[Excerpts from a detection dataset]
☆ ☆ ☆ ☆

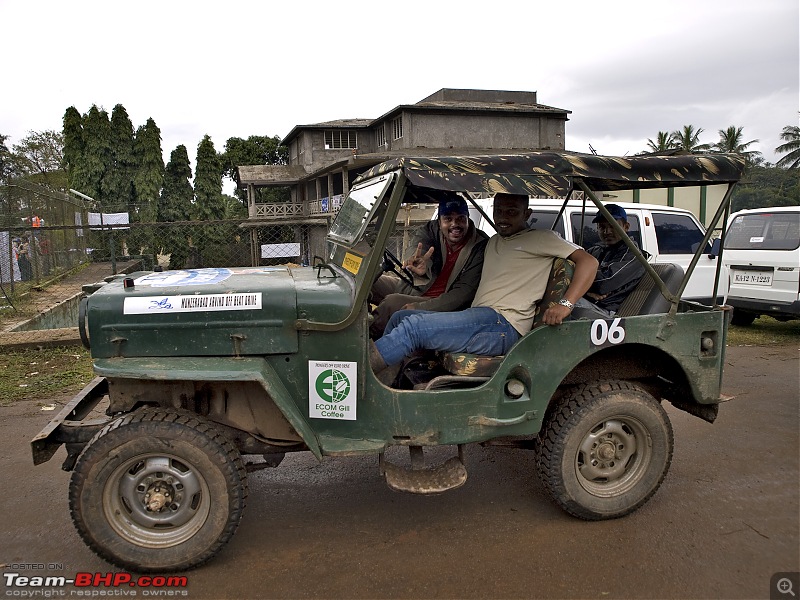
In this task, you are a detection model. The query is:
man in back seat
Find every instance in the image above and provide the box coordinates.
[572,204,645,319]
[370,193,597,372]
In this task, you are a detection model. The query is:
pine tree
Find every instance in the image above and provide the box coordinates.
[63,106,84,186]
[133,118,164,222]
[158,145,194,269]
[128,118,164,255]
[193,135,234,267]
[106,104,135,213]
[72,105,111,205]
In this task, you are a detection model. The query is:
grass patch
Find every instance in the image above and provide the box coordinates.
[728,316,800,346]
[0,347,94,406]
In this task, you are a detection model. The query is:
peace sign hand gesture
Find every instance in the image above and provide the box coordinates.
[403,242,433,277]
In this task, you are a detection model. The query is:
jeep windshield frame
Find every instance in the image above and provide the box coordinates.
[328,173,393,247]
[355,151,745,314]
[295,151,745,331]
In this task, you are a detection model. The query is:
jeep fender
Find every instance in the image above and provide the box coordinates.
[94,357,322,460]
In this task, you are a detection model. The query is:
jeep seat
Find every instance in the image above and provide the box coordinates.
[614,263,683,317]
[442,258,575,377]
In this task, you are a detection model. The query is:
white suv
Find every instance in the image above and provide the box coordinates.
[723,206,800,325]
[471,198,728,305]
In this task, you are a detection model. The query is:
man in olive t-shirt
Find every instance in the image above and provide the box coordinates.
[370,193,597,371]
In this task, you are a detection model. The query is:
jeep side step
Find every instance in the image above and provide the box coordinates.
[379,444,467,494]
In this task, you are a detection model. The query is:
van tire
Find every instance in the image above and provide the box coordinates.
[69,408,247,573]
[731,308,758,327]
[536,380,674,521]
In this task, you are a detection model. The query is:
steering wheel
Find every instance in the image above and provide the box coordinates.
[383,250,417,289]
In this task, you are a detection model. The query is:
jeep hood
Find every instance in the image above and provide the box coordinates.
[80,267,352,358]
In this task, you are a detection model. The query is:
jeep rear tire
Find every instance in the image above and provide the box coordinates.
[69,408,247,572]
[536,380,673,520]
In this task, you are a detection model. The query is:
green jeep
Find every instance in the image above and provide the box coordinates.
[31,152,743,572]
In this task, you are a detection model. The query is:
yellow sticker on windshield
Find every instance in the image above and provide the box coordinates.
[342,252,363,275]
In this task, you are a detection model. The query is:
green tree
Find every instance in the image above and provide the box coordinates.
[711,125,762,164]
[128,118,164,254]
[671,125,711,152]
[731,165,800,211]
[647,131,675,152]
[133,118,164,222]
[192,135,238,267]
[194,135,225,221]
[105,104,135,213]
[11,130,67,191]
[72,105,112,205]
[775,125,800,169]
[63,106,84,185]
[158,145,194,269]
[0,133,14,181]
[222,135,289,207]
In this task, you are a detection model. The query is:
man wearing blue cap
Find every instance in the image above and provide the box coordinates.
[370,195,488,338]
[572,204,645,319]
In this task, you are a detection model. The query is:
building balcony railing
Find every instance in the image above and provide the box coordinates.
[250,194,345,219]
[250,202,303,219]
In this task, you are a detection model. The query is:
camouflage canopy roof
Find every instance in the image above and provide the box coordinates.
[354,152,744,197]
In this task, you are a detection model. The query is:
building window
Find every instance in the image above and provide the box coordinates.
[392,115,403,140]
[375,123,386,148]
[325,129,358,150]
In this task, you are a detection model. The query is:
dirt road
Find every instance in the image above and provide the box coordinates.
[0,345,800,600]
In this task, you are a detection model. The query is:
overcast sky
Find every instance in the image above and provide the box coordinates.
[0,0,800,176]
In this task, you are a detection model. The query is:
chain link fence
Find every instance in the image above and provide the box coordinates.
[0,182,329,349]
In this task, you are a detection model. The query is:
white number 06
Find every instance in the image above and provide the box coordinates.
[592,318,625,346]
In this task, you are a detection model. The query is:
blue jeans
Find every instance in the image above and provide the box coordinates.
[375,306,520,365]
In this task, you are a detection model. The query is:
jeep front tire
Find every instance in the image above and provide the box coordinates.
[537,380,673,520]
[69,408,247,572]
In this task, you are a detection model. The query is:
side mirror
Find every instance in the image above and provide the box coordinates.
[708,238,722,260]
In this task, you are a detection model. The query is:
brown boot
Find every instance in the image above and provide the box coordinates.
[369,340,387,375]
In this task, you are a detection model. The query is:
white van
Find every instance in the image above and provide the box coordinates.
[471,198,728,305]
[723,206,800,325]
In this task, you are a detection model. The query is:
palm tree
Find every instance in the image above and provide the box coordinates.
[711,125,761,164]
[775,125,800,169]
[647,131,675,152]
[671,125,711,152]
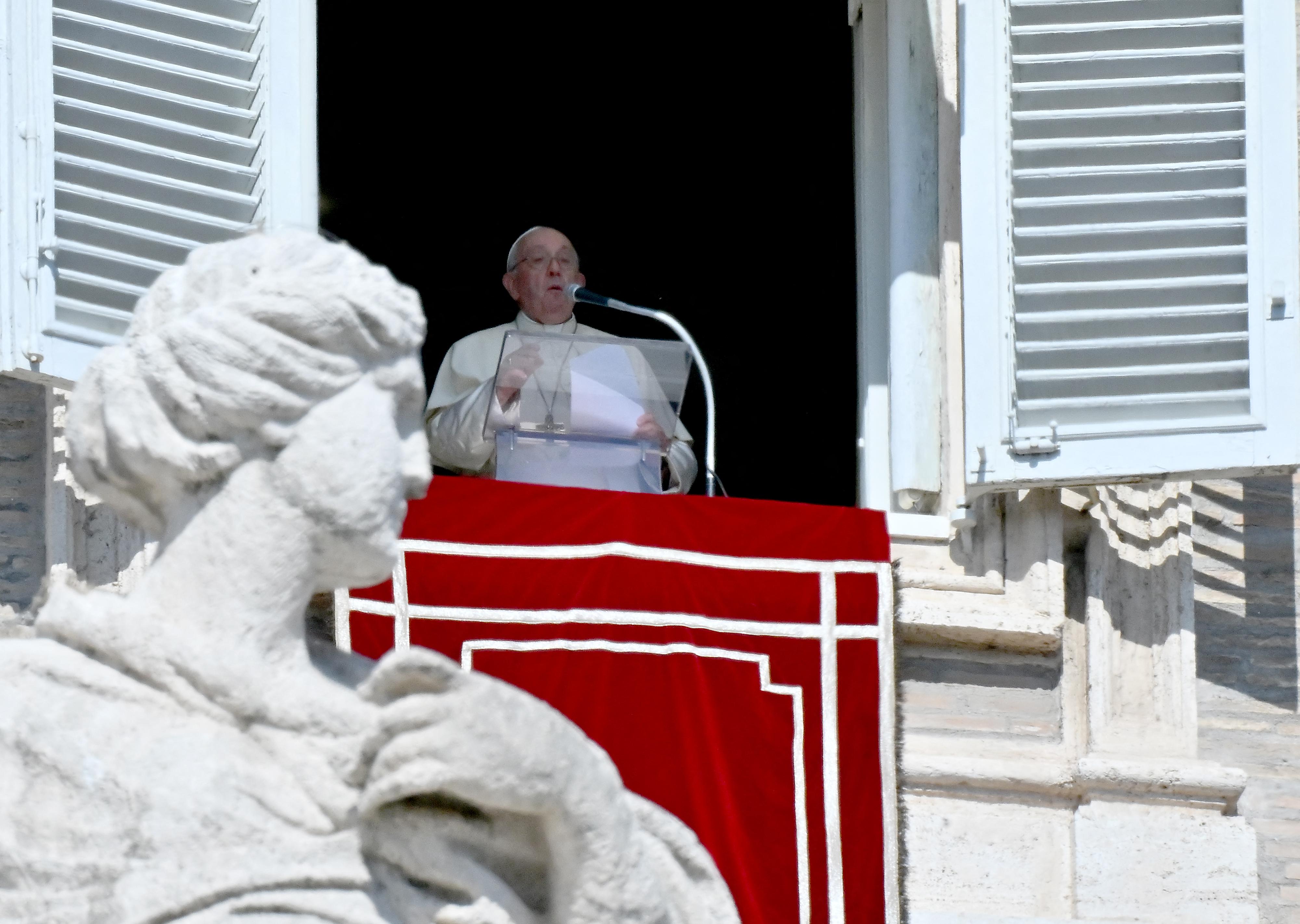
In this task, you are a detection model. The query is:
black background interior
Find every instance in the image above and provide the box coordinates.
[318,0,857,504]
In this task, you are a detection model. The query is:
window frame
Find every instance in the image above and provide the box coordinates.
[0,0,318,386]
[959,0,1300,495]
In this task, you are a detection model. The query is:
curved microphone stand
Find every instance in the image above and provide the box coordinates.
[568,282,718,498]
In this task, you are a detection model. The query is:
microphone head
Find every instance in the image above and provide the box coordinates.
[564,282,610,308]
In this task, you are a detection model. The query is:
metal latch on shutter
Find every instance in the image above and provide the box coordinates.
[1011,420,1061,456]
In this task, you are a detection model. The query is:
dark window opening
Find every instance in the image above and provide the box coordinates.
[318,3,858,504]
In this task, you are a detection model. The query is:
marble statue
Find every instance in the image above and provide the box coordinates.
[0,231,738,924]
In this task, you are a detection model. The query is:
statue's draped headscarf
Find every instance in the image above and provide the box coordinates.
[68,231,425,534]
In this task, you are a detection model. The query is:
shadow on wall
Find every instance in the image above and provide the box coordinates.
[1192,474,1300,711]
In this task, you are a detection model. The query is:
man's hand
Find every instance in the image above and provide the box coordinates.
[632,413,672,450]
[351,648,667,923]
[497,343,542,408]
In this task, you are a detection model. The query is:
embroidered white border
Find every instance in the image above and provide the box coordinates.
[334,539,900,924]
[460,638,812,924]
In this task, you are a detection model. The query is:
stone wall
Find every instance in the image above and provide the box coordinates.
[1192,476,1300,924]
[0,376,46,610]
[0,376,153,613]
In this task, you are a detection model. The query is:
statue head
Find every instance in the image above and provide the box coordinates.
[66,231,430,586]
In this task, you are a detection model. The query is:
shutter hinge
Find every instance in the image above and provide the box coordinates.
[1011,420,1061,456]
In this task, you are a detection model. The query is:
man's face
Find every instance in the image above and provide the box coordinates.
[500,227,586,324]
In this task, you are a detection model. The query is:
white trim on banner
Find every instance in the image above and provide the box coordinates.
[460,638,812,924]
[334,539,901,924]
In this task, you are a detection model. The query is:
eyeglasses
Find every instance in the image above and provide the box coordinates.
[512,251,577,270]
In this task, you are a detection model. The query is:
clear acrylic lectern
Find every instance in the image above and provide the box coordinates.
[484,330,692,494]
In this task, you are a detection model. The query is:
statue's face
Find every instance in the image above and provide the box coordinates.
[276,357,432,590]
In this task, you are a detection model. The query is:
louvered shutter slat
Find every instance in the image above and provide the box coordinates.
[1010,0,1249,433]
[53,0,263,339]
[961,0,1300,493]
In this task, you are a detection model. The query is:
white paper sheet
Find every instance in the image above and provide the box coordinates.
[569,344,646,437]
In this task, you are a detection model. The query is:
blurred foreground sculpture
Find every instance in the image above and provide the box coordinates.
[0,233,738,924]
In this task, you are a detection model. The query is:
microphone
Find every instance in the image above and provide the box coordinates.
[564,282,725,498]
[564,282,610,308]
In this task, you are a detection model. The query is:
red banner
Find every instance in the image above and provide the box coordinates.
[338,478,897,924]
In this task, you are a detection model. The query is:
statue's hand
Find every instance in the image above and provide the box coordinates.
[354,648,663,923]
[355,648,623,828]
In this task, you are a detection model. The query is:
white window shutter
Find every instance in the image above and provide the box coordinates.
[961,0,1300,486]
[4,0,317,381]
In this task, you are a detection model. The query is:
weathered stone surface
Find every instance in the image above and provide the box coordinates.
[0,233,737,924]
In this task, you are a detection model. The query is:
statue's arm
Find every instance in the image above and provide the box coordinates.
[628,793,740,924]
[360,650,738,924]
[426,381,507,472]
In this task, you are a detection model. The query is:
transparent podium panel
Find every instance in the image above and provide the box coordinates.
[484,330,690,441]
[484,330,692,494]
[497,430,663,494]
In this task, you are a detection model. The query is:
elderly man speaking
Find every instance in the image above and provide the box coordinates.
[425,226,697,494]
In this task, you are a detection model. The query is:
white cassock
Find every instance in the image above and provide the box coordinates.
[424,312,698,494]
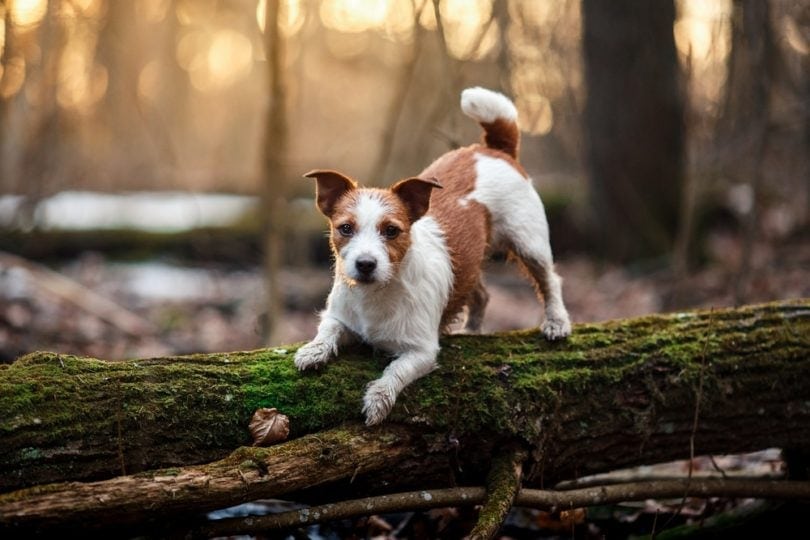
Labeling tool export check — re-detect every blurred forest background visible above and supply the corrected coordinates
[0,0,810,361]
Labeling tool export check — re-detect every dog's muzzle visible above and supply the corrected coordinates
[354,257,377,283]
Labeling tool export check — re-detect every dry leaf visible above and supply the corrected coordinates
[250,407,290,446]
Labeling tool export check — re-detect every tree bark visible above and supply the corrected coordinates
[0,299,810,526]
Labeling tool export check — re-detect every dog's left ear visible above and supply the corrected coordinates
[304,170,357,217]
[391,178,442,223]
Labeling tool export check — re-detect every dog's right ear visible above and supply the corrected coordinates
[304,169,357,217]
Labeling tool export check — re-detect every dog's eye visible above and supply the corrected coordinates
[383,225,401,240]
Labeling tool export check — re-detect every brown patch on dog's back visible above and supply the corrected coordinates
[420,147,490,326]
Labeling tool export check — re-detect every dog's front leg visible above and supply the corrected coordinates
[363,345,439,426]
[295,313,348,370]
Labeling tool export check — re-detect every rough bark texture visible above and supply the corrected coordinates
[0,299,810,520]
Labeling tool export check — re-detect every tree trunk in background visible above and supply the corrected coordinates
[720,0,777,304]
[261,0,288,344]
[582,0,684,261]
[0,9,17,186]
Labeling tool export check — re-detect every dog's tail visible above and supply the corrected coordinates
[461,87,520,158]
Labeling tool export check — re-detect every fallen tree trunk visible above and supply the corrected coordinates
[0,300,810,526]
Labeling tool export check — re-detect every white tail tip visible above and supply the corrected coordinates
[461,86,517,123]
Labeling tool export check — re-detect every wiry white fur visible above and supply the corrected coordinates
[461,86,517,123]
[463,154,571,339]
[295,217,453,425]
[337,191,394,283]
[295,88,571,425]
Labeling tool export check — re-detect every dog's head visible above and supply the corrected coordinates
[304,170,441,284]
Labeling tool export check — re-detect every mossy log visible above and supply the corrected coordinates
[0,299,810,497]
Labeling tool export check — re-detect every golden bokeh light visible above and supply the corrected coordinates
[256,0,306,37]
[175,0,217,26]
[439,0,498,60]
[320,0,390,33]
[782,17,810,56]
[673,0,731,63]
[208,29,253,87]
[56,43,107,113]
[138,60,160,102]
[515,93,554,135]
[0,56,25,99]
[178,28,253,92]
[8,0,48,28]
[135,0,171,23]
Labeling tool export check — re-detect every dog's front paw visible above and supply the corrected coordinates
[363,379,397,426]
[295,341,332,371]
[541,316,571,341]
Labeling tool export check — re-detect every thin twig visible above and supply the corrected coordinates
[193,479,810,537]
[469,443,528,540]
[650,310,714,540]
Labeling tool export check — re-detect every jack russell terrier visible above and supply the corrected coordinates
[295,88,571,426]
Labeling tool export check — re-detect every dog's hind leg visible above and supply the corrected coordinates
[464,280,489,334]
[520,256,571,340]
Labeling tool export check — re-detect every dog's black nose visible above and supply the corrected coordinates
[354,259,377,276]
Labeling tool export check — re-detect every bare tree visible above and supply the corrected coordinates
[582,0,684,260]
[721,0,776,304]
[261,0,289,344]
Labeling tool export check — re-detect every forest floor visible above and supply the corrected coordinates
[0,228,810,362]
[0,228,810,539]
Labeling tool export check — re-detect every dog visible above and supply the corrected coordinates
[295,87,571,426]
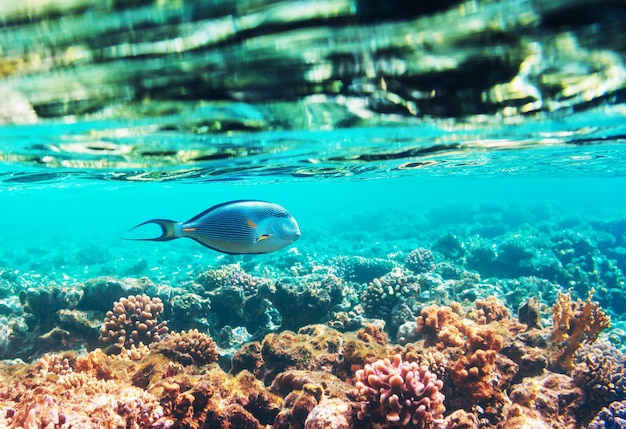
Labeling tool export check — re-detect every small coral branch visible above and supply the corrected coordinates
[355,355,445,429]
[100,295,169,352]
[549,291,611,371]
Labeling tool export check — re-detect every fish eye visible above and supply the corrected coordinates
[271,216,300,239]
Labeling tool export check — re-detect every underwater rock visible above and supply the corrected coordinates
[330,255,396,283]
[262,274,343,330]
[498,373,585,428]
[404,247,436,274]
[78,277,153,313]
[549,293,611,371]
[572,339,626,410]
[57,309,103,348]
[587,401,626,429]
[169,292,211,330]
[150,329,218,367]
[19,285,83,329]
[360,267,420,328]
[304,398,354,429]
[517,296,541,329]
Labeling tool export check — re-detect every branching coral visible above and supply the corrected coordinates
[550,293,611,371]
[354,355,445,428]
[100,295,168,352]
[572,339,626,407]
[417,305,465,349]
[361,268,420,322]
[150,329,218,366]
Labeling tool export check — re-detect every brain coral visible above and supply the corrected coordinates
[354,355,445,429]
[100,295,169,350]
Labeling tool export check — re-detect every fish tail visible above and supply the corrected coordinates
[126,219,180,241]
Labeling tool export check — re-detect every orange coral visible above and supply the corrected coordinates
[475,296,509,325]
[550,291,611,370]
[417,305,465,349]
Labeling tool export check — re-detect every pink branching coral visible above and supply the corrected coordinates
[355,355,445,429]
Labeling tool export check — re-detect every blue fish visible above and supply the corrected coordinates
[129,200,300,255]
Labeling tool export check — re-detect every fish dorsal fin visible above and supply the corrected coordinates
[185,200,267,223]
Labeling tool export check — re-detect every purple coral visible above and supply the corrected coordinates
[355,355,445,429]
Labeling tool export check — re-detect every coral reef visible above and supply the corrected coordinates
[100,295,169,352]
[587,401,626,429]
[150,329,218,366]
[550,293,611,370]
[404,247,435,274]
[354,355,445,428]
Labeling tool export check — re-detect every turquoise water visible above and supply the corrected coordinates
[0,0,626,429]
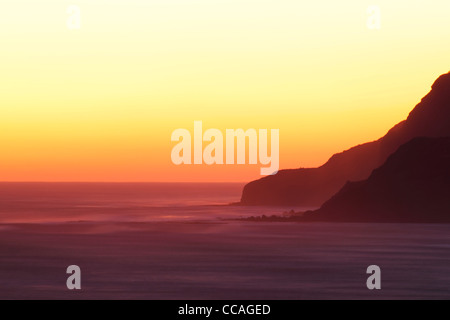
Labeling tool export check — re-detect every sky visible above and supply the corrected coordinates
[0,0,450,182]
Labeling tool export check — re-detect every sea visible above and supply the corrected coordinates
[0,183,450,300]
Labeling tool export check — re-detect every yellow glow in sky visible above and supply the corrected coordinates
[0,0,450,181]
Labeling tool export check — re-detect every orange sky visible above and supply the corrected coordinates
[0,0,450,181]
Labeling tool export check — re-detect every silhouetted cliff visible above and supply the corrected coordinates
[302,138,450,222]
[241,73,450,206]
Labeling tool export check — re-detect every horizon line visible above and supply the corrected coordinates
[0,180,249,184]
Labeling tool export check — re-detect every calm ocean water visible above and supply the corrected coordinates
[0,183,299,223]
[0,183,450,299]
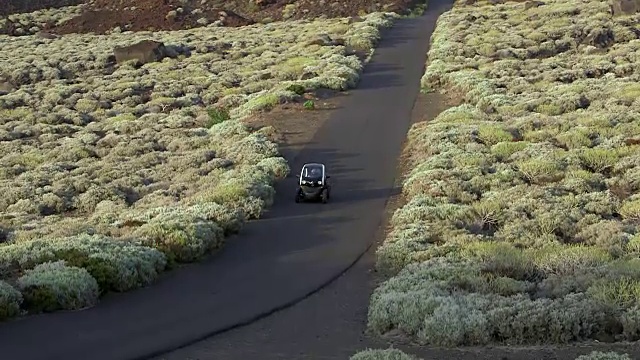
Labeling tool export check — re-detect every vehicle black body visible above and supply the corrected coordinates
[296,163,331,203]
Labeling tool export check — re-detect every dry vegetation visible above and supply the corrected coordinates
[349,348,631,360]
[369,0,640,348]
[0,13,395,319]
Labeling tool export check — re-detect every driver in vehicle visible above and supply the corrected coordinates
[309,168,320,178]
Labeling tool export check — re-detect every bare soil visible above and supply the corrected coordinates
[0,0,424,35]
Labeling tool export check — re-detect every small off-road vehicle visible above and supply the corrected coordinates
[296,163,331,204]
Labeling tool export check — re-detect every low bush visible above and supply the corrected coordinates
[349,349,418,360]
[17,261,100,313]
[369,0,640,346]
[0,280,24,320]
[0,234,167,292]
[349,349,631,360]
[0,7,398,316]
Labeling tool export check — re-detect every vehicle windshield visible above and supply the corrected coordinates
[302,166,322,181]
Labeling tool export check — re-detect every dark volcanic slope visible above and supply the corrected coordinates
[0,3,450,360]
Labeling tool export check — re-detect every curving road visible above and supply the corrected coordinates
[0,4,451,360]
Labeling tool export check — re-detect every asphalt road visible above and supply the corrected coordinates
[0,0,450,360]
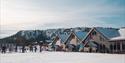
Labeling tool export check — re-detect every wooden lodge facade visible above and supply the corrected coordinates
[53,27,125,53]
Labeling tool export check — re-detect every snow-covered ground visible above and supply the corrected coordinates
[0,51,125,63]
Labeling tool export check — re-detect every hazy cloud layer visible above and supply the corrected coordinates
[0,0,125,38]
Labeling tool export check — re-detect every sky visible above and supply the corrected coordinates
[0,0,125,38]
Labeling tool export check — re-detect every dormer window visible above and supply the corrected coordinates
[92,31,97,35]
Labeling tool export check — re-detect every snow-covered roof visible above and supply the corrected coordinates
[111,28,125,40]
[58,34,69,42]
[75,31,88,40]
[96,27,120,39]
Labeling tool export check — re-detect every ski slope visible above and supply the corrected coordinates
[0,51,125,63]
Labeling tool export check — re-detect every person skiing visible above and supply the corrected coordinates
[2,46,6,53]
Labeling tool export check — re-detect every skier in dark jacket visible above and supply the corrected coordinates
[34,46,37,52]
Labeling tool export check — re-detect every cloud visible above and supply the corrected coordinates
[1,0,125,30]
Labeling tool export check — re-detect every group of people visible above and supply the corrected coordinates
[0,46,48,53]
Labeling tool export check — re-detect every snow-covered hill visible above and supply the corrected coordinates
[0,52,125,63]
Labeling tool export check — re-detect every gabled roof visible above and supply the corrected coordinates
[111,28,125,41]
[95,27,120,39]
[52,34,69,44]
[66,31,88,41]
[74,31,88,40]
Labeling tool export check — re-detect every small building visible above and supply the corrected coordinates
[65,31,88,51]
[51,34,68,51]
[82,27,125,53]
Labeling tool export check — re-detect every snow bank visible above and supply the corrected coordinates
[0,52,125,63]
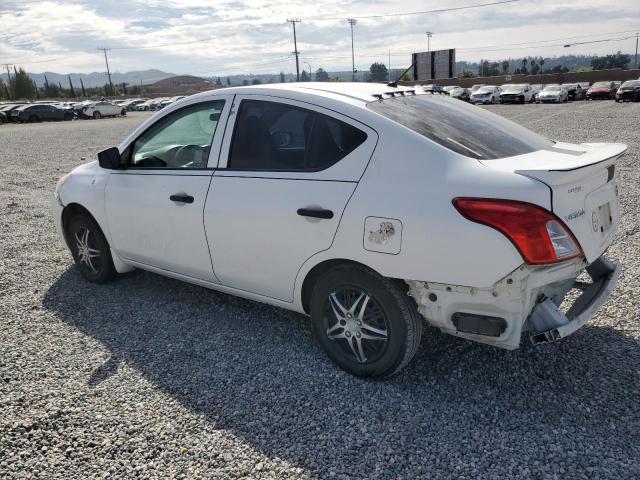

☆ ☆ ☆ ☆

Format the items from the start of the items up to and including the line containing "[295,151,745,331]" as a two-column CSV with the columns query_text and boxes. Give one row per item, with the item's text and its answer each in one quoted field, line breaks replaced by spaces, and the pictures left out.

query_text,boxes
"In this task, you are a detection model. The query is: man in back seat Find every instance in the image above and provide the box coordinates.","[572,204,645,319] [370,193,597,372]"
"In this task, you are a detection model. The query is: pine tree Find every instance in the image above and provide the box coordinates.","[63,106,84,186] [133,118,164,222] [158,145,194,269] [128,118,164,255] [193,135,234,267] [106,104,135,213] [72,105,111,205]"
"In this task, you are a detection model. The query is: grass patch Find every instance in the image above and provide the box coordinates.","[728,316,800,346] [0,347,94,406]"
"In this task, you are a detection model. The query is: peace sign hand gesture Find every instance in the image above and provide the box coordinates.","[403,242,433,277]"
"In this task, you are a detection model. The query is: jeep windshield frame Find every instance in the image above and provide the box coordinates.","[328,173,393,247] [355,151,745,314] [295,151,745,331]"